### TESTO DELLA PAGINA:
------------------------
Rfc Group è fra i principali attori nel settore della produzione di sistemi audio professionali per concerti

Un altro caso è quello di Rcf Group, con sedi a Reggio Emilia, Bologna, Stati Uniti e Danimarca, tra i maggiori player mondiali nella progettazione, produzione e commercializzazione di prodotti e sistemi a elevata tecnologia per il mercato dell’audio professionale e della sonorizzazione pubblica. Il Gruppo è attualmente composto da quattro società distinte: Rcf S.p.A., fondata nel 1949 a Reggio Emilia che opera attraverso il brand Rcf; Aeb Industriale S.r.l., fondata a Bologna che opera attraverso il brand dBTechnologies e Montarbo; Eaw, azienda americana con un brand iconico nell’ambito delle installazioni permanenti e touring e infine Dpa Michrophones società danese con posizionamento premium nel mercato dei microfoni professionali di alta fascia.

«Parliamo – dice Iorio – di un’azienda leader di mercato, molto performante e votata alla continua crescita, interrotta nel Covid. Rcf fornisce sistemi acustici anche per i concerti che, come sappiamo, sono stati del tutto interrotti. In questi due anni atipici l’azienda, grazie alla lungimiranza degli imprenditori e la disponibilità di un partner finanziario solido e con capitale paziente, non ha mai smesso di investire in R&d e ha fatto di necessità virtù migliorando le politiche di gestione del credito e i processi di fornitura e approvvigionamento. Oggi l’azienda sta andando molto meglio che nel 2019 e ciò in parte anche alle scelte e gli interventi di miglioramento dei processi interni avvenuti in un momento straordinario di difficoltà di mercato».
------------------------
### CONSEGNA:
Stabilisci se le affermazioni (a), (b) e (c) concordano con il testo su Rcf Group. Rispondi sì o no a ciascuna e cita alla lettera le parole del testo che lo decidono.
(a) Rcf S.p.A. è stata fondata nel 1949 a Reggio Emilia.
(b) Il Gruppo è attualmente composto da cinque società.
(c) Secondo Iorio, nei due anni atipici l'azienda ha smesso di investire in R&d.
Le righe che seguono sono materiale a sé, distinto dal testo.

### DATI FORNITI:
------------------------
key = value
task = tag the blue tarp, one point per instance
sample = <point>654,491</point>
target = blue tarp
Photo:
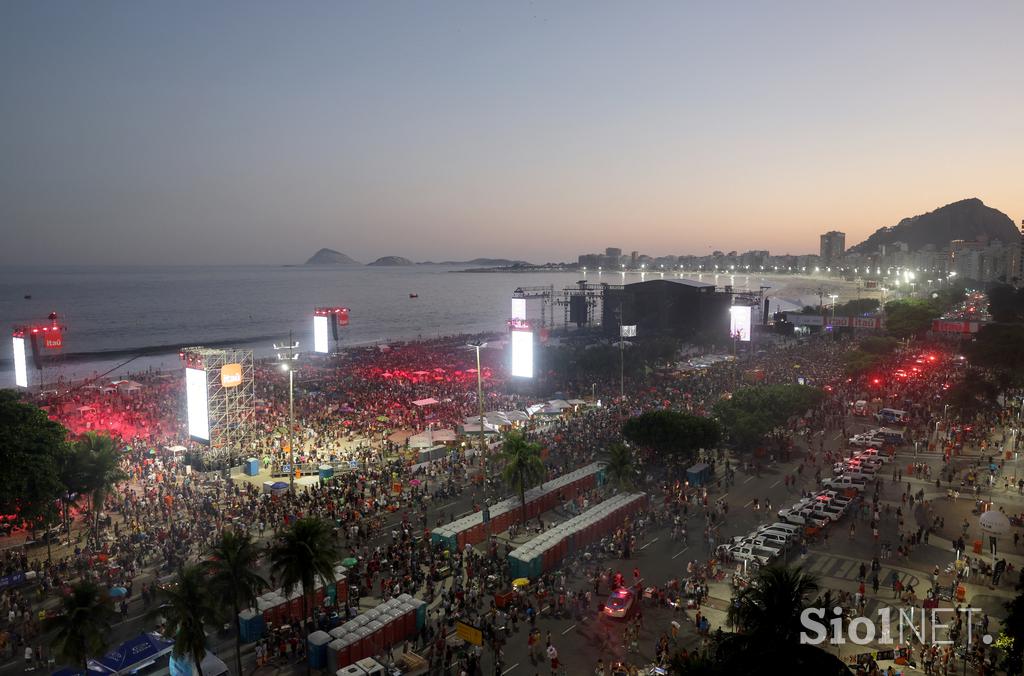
------------------------
### SOLUZIONE:
(a) Sì: «Rcf S.p.A., fondata nel 1949 a Reggio Emilia».
(b) No: «Il Gruppo è attualmente composto da quattro società distinte».
(c) No: «non ha mai smesso di investire in R&d».